## [Supplied text]
════════

Differentiation Applications: Finding Extrema and Graphing

Differentiation gives instantaneous rate of change or slope of the tangent line at any point on a curve.
Previously learned rules (power, product, quotient, chain) let us differentiate “a variety of functions.”
Key geometric fact: a tangent line is horizontal at the highest and lowest points of a smooth curve.
- Horizontal tangent ⇒ slope $=0$ ⇒ derivative $f'(x)=0$ .
This single observation unlocks many applications, especially locating maxima/minima and solving optimization problems.

Local (Relative) Maximum / Minimum:
- Highest or lowest point in a neighborhood.
- Function changes direction: increasing → decreasing (max) or decreasing → increasing (min).
Absolute (Global) Maximum / Minimum:
- Highest or lowest value on the entire domain.
Test for smooth functions (no cusp or endpoint):
- Step 1 – Compute derivative $f'(x)$ .
- Step 2 – Solve $f'(x)=0$ ; solutions are called critical numbers.
- Each critical number is a candidate for local/absolute extrema (additional tests needed to classify, e.g.
- First‐Derivative Test, Second‐Derivative Test, or simply evaluating $f$ ).

Function with none: $f(x)=x^3$ is strictly increasing ⇒ no local extrema.
Function with repeating absolute extrema: $f(x)=\sin x$
- Absolute/Local Max: $f(x)=1$ at $x=\tfrac\pi2+2\pi k$ .
- Absolute/Local Min: $f(x)=-1$ at $x=\tfrac{3\pi}2+2\pi k$ .
Function with a finite set of local extrema: cubic $f(x)=x^3-3x^2+1$ .
- Smooth, but changes direction only once up and once down.

Differentiate:
$f'(x)=3x^2-6x$ .
Factor: $f'(x)=3x\,(x-2)$ .
Find critical numbers: solve $3x\,(x-2)=0$ .
- $x=0$ and $x=2$ .

════════

## [Stated exercise a]
Reproduce the passage of the differentiation page between "- Function changes" and "cubic $f(x)=x^3-3x^2+1$ .", inclusive, word for word.

## [Raw records]
════════

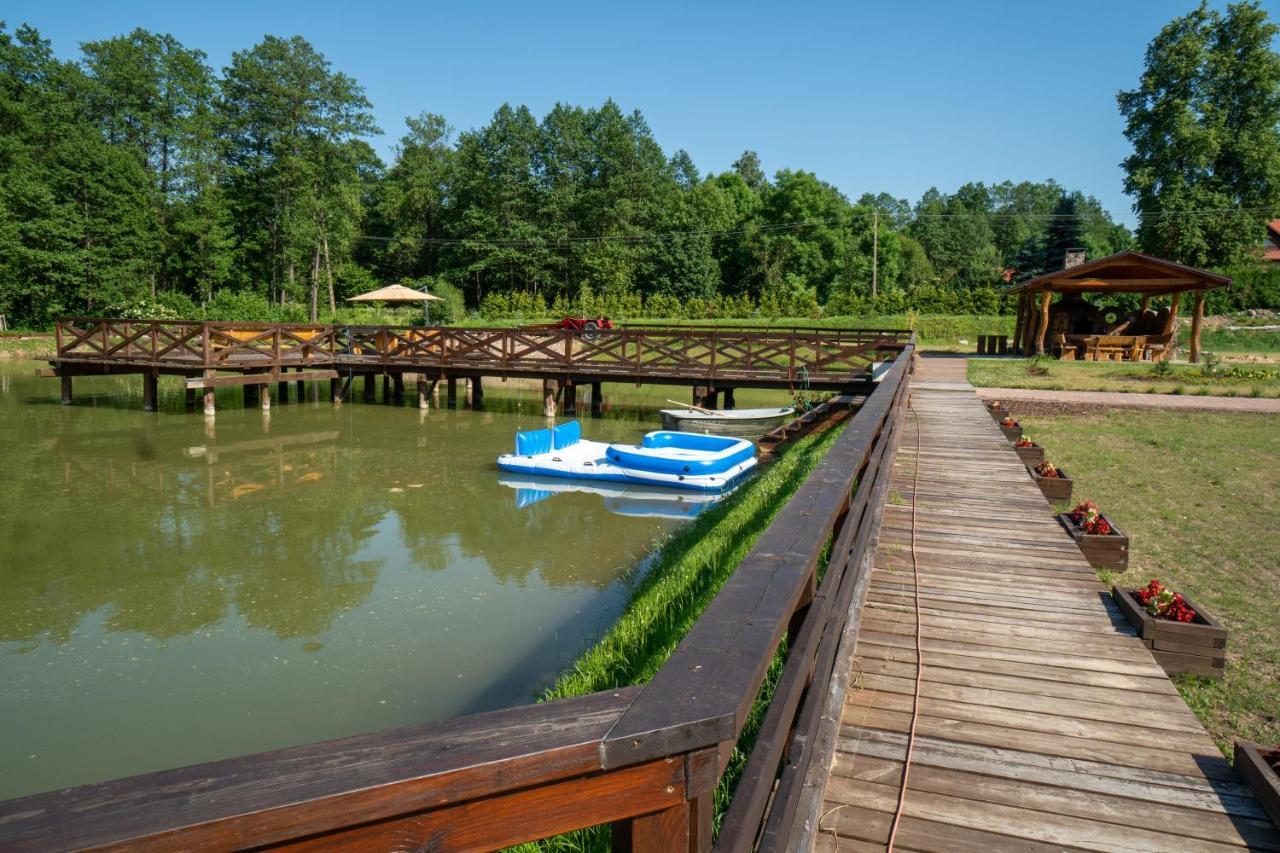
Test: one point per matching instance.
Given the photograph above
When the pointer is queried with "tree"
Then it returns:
(1205, 127)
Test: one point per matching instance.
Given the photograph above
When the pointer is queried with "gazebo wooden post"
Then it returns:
(1197, 319)
(1043, 324)
(1018, 324)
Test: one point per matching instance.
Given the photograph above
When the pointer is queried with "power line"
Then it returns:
(636, 240)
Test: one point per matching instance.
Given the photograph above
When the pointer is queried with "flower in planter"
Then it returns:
(1164, 602)
(1048, 469)
(1088, 518)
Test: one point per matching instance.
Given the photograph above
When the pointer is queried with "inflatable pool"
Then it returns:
(676, 460)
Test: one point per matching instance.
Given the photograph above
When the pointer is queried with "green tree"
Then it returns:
(1205, 127)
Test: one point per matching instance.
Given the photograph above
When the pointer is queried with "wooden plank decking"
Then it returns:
(1043, 723)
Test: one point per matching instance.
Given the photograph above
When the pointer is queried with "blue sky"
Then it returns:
(871, 96)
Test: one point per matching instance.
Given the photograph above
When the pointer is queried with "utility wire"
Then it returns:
(636, 240)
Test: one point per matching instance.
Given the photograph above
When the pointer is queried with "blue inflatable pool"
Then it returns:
(677, 460)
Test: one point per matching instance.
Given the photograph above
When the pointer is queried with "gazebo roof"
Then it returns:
(1125, 272)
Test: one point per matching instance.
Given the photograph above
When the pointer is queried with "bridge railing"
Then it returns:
(645, 760)
(698, 352)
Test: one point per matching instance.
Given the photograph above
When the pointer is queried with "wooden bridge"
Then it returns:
(1034, 729)
(709, 359)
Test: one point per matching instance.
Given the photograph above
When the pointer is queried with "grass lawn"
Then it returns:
(1200, 497)
(1226, 379)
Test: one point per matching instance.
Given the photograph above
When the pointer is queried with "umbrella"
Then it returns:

════════

## [Stated exercise b]
Write out, character for character, the lines of the listing between its beginning and the line holding "(1018, 324)", inclusive. Leave the pictures out.

## [Task answer a]
- Function changes direction: increasing → decreasing (max) or decreasing → increasing (min).
Absolute (Global) Maximum / Minimum:
- Highest or lowest value on the entire domain.
Test for smooth functions (no cusp or endpoint):
- Step 1 – Compute derivative $f'(x)$ .
- Step 2 – Solve $f'(x)=0$ ; solutions are called critical numbers.
- Each critical number is a candidate for local/absolute extrema (additional tests needed to classify, e.g.
- First‐Derivative Test, Second‐Derivative Test, or simply evaluating $f$ ).

Function with none: $f(x)=x^3$ is strictly increasing ⇒ no local extrema.
Function with repeating absolute extrema: $f(x)=\sin x$
- Absolute/Local Max: $f(x)=1$ at $x=\tfrac\pi2+2\pi k$ .
- Absolute/Local Min: $f(x)=-1$ at $x=\tfrac{3\pi}2+2\pi k$ .
Function with a finite set of local extrema: cubic $f(x)=x^3-3x^2+1$ .

## [Task answer b]
Test: one point per matching instance.
Given the photograph above
When the pointer is queried with "tree"
Then it returns:
(1205, 127)
Test: one point per matching instance.
Given the photograph above
When the pointer is queried with "gazebo wooden post"
Then it returns:
(1197, 319)
(1043, 324)
(1018, 324)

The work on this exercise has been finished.